→ Texto exibido
------------------------
Fica constatado, portanto que existe uma série de fatores que influenciam na vivência e na sexualidade de sujeitos homossexuais e que não necessariamente se apresentam da mesma forma para os heterossexuais. Podendo assim gerar diferenças nos níveis de satisfação destes grupos de sujeitos. Nesta perspectiva, se atentando à demanda na literatura por pesquisas que abordem a parte sexual positiva dos relacionamentos entre pessoas do mesmo sexo, este estudo se propõe a observar a influência das variáveis homofobia internalizada e religiosidade na satisfação sexual de sujeitos em relacionamentos com pessoas do mesmo sexo. A hipótese é de que altos níveis de homofobia internalizada e de religiosidade influenciam de forma negativa a satisfação sexual destes indivíduos.
2. MÉTODO
2.1 Diseño
Este estudo tem como objetivo observar a influência das variáveis Homofobia Internalizada e Religiosidade na Satisfação Sexual de indivíduos em relacionamentos homossexuais. Para a análise dos dados, as variáveis
2.2 Participantes
Participaram do estudo 94 pessoas (52,7% homens, 47,3% mulheres). Os critérios de inclusão considerados foram: 1) autodeclarar-se homossexual (gay, lésbica ou bissexual); 2) estar vivenciando uma relação conjugal (ou união estável) há, pelo menos, um ano ou 3) coabitar com o/a cônjuge há, pelo menos, seis meses; 4) ter idade mínima de 18 anos.
2.3 Instrumentos
2.3.1 Questionário sociodemográfico
Elaborado pelos autores e composto por 24 questões específicas para os objetivos deste estudo, este questionário buscou caracterizar sociodemograficamente os sujeitos (idade, sexo, nível socioeconômico, coabitação, nível de abertura sobre sua orientação sexual, entre outros). Foi realizado um piloto a partir do qual o questionário foi aprimorado.
2.3.2 Escala de Homofobia Internalizada (Pereira & Leal, 2005)
Esta escala avalia os níveis de internalização do preconceito contra homossexuais. Consiste num questionário de 26 itens distribuídos em duas dimensões- percepção interna do estigma e percepção externa do estigma. Todos os itens são redigidos na afirmativa e medidos numa escala de Likert de 5 pontos, desde 1 -discordo totalmente a 5- concordo totalmente. Seguem alguns itens da escala: 1) homens gays obviamente efeminados fazem-me sentir desconfortável (dimensão 1); 2) prefiro ter parceiros/as sexuais anônimos (dimensão 1); 3) A vida seria mais fácil se eu fosse heterossexual (dimensão 2), dentre outros. O Alpha de Cronbach para o escore geral foi de 0,74 (sendo 0,816 para a primeira dimensão e 0,645 para a segunda).
------------------------
→ Registros de dados
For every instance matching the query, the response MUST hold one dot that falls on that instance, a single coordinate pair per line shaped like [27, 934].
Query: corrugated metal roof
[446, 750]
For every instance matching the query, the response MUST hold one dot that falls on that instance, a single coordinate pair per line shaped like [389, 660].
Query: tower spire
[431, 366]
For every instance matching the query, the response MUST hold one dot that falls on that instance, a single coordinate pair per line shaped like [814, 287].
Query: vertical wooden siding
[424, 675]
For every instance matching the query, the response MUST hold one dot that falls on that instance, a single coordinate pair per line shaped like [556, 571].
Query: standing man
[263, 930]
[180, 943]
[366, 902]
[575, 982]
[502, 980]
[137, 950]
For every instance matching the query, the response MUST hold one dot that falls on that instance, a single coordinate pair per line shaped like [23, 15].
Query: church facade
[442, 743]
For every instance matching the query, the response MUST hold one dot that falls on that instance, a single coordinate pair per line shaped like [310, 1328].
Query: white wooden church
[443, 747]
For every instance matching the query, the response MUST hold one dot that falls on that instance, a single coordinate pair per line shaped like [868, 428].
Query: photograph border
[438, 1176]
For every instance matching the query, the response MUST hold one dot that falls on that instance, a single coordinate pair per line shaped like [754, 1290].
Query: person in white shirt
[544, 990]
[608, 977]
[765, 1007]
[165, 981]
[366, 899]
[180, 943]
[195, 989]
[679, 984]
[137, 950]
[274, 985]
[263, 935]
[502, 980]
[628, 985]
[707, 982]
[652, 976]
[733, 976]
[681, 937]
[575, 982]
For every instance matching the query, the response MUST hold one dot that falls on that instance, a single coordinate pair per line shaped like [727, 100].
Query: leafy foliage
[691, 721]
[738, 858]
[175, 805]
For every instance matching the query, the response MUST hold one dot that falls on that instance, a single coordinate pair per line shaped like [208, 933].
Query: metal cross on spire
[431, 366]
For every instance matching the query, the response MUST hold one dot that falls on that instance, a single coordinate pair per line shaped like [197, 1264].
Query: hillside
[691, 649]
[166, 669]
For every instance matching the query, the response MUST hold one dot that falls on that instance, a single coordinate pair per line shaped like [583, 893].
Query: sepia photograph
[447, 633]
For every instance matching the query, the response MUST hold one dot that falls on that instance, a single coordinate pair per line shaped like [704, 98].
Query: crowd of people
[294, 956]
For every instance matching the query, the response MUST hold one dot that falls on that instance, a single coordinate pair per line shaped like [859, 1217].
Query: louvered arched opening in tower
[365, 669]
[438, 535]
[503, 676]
------------------------
→ Desafios
[a] Com base no texto exibido, explique por que o estudo se propõe a investigar a influência da homofobia internalizada e da religiosidade na satisfação sexual de pessoas em relacionamentos com pessoas do mesmo sexo. Use de uma a três frases.
[b] De acordo com o texto exibido, quantos itens compõem a Escala de Homofobia Internalizada?
A listagem foi extraída de uma fonte distinta.

→ Respostas por tarefa
[a] Diversos fatores influenciam a vivência e a sexualidade de sujeitos homossexuais sem necessariamente se apresentarem da mesma forma para heterossexuais, o que pode gerar diferenças nos níveis de satisfação entre esses grupos. Além disso, a literatura demanda pesquisas que abordem a parte sexual positiva dos relacionamentos entre pessoas do mesmo sexo.

[b] A escala tem 26 itens, distribuídos em duas dimensões.